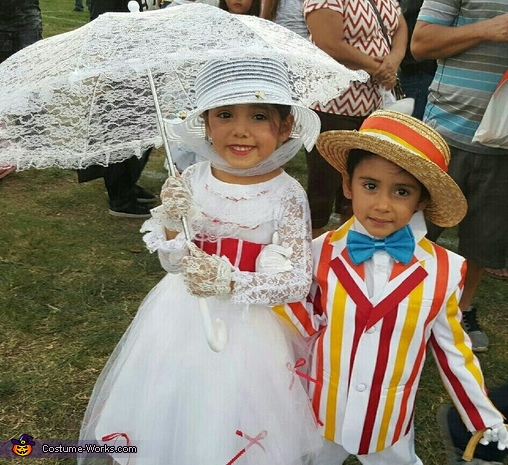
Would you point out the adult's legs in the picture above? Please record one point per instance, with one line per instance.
(121, 180)
(417, 86)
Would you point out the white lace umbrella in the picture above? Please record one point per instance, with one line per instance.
(83, 97)
(98, 94)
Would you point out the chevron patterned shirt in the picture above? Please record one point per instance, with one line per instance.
(361, 30)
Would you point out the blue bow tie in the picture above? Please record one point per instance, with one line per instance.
(400, 245)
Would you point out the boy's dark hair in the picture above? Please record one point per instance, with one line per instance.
(357, 155)
(254, 10)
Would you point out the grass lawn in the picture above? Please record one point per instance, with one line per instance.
(72, 277)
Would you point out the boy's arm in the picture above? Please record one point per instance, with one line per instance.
(458, 366)
(306, 316)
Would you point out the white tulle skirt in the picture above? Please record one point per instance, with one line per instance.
(167, 393)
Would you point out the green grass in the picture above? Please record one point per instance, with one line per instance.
(72, 278)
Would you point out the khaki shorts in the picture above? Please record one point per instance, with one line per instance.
(483, 233)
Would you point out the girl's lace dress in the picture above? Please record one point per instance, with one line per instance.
(166, 392)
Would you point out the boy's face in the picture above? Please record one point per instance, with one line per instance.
(384, 196)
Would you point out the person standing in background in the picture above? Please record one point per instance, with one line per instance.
(287, 13)
(20, 26)
(126, 198)
(469, 39)
(351, 33)
(415, 76)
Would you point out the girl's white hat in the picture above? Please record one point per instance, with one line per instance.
(243, 81)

> _THE PROBLEM_
Copy out the whole listing above word for word, but leave out the picture.

> _REPLY_
Would you point out the adult's legs in the picture above? Please record one point per instance, with one line per instance.
(121, 180)
(417, 86)
Would you point out the white lace umbrella in the picture above? Please record one point per instance, with one line per instance.
(83, 97)
(98, 94)
Would you point out the chevron patterned shirt in the picture above? Please record one point per instance, with one line per instance.
(361, 30)
Would you point out the blue bow tie in the picture above? Please record one point per instance, with one line per instance.
(400, 245)
Would you point out the boy's dark hair in the picture above? Please record one point per instance, with one line per instance.
(357, 155)
(254, 10)
Would you point out the grass lawn in the picture above? Please record one point per instance, with one line per instance.
(72, 277)
Would you point out the boy's arm in the picture above? Please record one point per instance, with one line per instance.
(458, 366)
(306, 316)
Would you point out the white tulle skirt in the picture above? Please record one point per instance, with one line per instance.
(167, 393)
Would you point out the green grass in the picture above? Please record one point per instance, with one line per instance.
(72, 278)
Would you point out the khaki shorts in the picture above? Please record one point per instance, with one line per instance.
(483, 233)
Would you point out the girl's lace dress in the picture above? Please record one point per instance, with one line per instance.
(166, 392)
Would you point out the boy's face in the picture above? Please record one point per instance, with one line per instance.
(384, 196)
Would you point out the person standing in background in the picture above? Please record one point per instance, with one line per instance.
(287, 13)
(20, 26)
(126, 198)
(469, 39)
(351, 33)
(415, 76)
Would you point out the girl's white hat in the picture above? Please record one point per instance, with one line per instance.
(243, 81)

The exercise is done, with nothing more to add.